[TASK TO CARRY OUT]: Extract each line of the rows below that contains the word "brown", treating uppercase and lowercase as different.

___ RECORDED DATA ___

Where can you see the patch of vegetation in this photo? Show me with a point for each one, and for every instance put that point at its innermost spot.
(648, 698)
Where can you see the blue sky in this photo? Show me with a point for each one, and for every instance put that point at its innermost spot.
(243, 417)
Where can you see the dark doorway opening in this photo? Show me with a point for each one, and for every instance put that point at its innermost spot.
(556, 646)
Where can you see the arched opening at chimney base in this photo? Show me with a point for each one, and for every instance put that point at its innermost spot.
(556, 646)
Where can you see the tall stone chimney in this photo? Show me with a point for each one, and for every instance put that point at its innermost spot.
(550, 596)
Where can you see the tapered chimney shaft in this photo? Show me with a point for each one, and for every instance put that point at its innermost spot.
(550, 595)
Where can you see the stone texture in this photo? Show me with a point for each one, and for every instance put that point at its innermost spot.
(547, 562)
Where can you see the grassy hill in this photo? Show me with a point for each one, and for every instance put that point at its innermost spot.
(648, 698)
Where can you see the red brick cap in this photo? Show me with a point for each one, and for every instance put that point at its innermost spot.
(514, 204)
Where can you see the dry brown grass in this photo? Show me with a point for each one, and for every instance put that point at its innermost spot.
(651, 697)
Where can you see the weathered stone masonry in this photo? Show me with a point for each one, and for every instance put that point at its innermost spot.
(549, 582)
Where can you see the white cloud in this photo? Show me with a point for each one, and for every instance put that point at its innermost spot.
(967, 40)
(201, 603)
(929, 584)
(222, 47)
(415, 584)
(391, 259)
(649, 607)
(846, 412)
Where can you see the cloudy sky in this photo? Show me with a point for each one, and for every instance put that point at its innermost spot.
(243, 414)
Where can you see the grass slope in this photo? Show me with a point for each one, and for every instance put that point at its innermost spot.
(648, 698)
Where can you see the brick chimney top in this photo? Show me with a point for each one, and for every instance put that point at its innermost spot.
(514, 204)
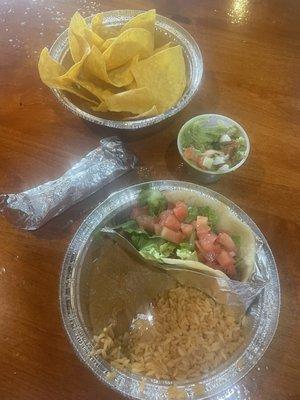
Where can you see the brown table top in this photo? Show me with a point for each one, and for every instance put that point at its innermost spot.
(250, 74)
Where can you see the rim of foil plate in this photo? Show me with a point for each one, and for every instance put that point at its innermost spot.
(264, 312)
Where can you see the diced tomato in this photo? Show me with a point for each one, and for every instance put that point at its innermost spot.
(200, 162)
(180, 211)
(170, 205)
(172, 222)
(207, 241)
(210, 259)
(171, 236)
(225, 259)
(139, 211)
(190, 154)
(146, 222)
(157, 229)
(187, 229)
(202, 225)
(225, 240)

___
___ RECORDED DATA ___

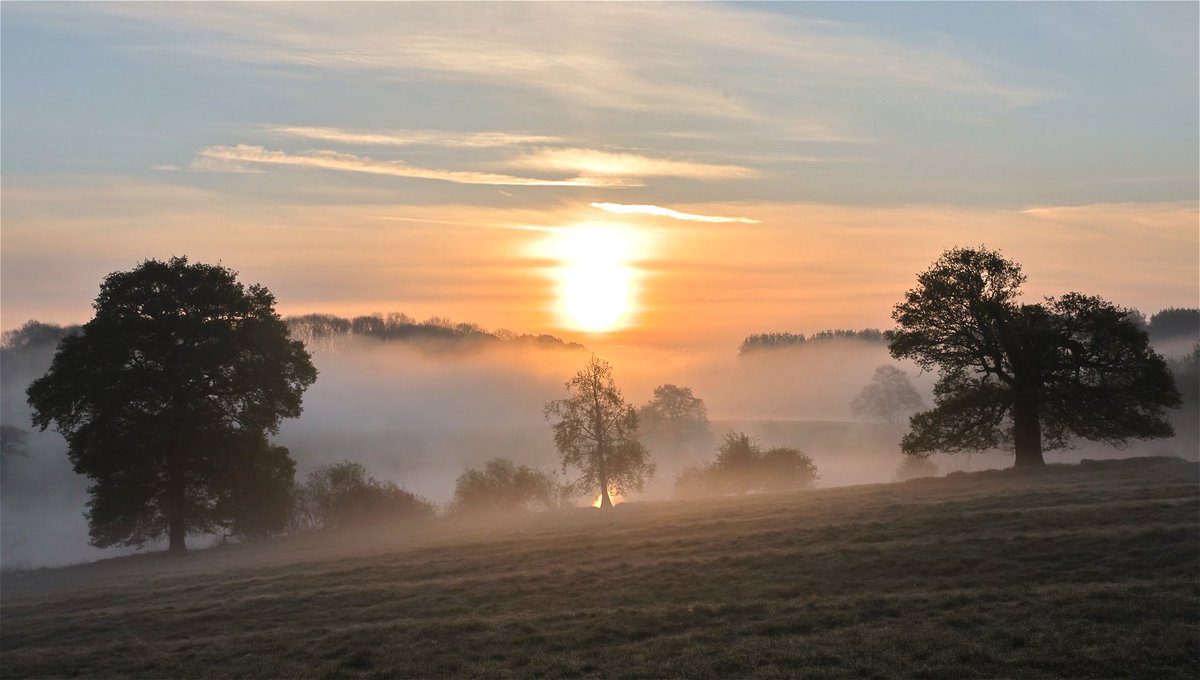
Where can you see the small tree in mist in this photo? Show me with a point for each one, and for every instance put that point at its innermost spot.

___

[TASK ANSWER]:
Where can you see the dry brown grass in this photo? Show me with a point for each one, and for every instance put that point at its innermost spot.
Where can you see the brown table top in this photo? Show me with a point for each one, and for every instance put that point at its innermost spot.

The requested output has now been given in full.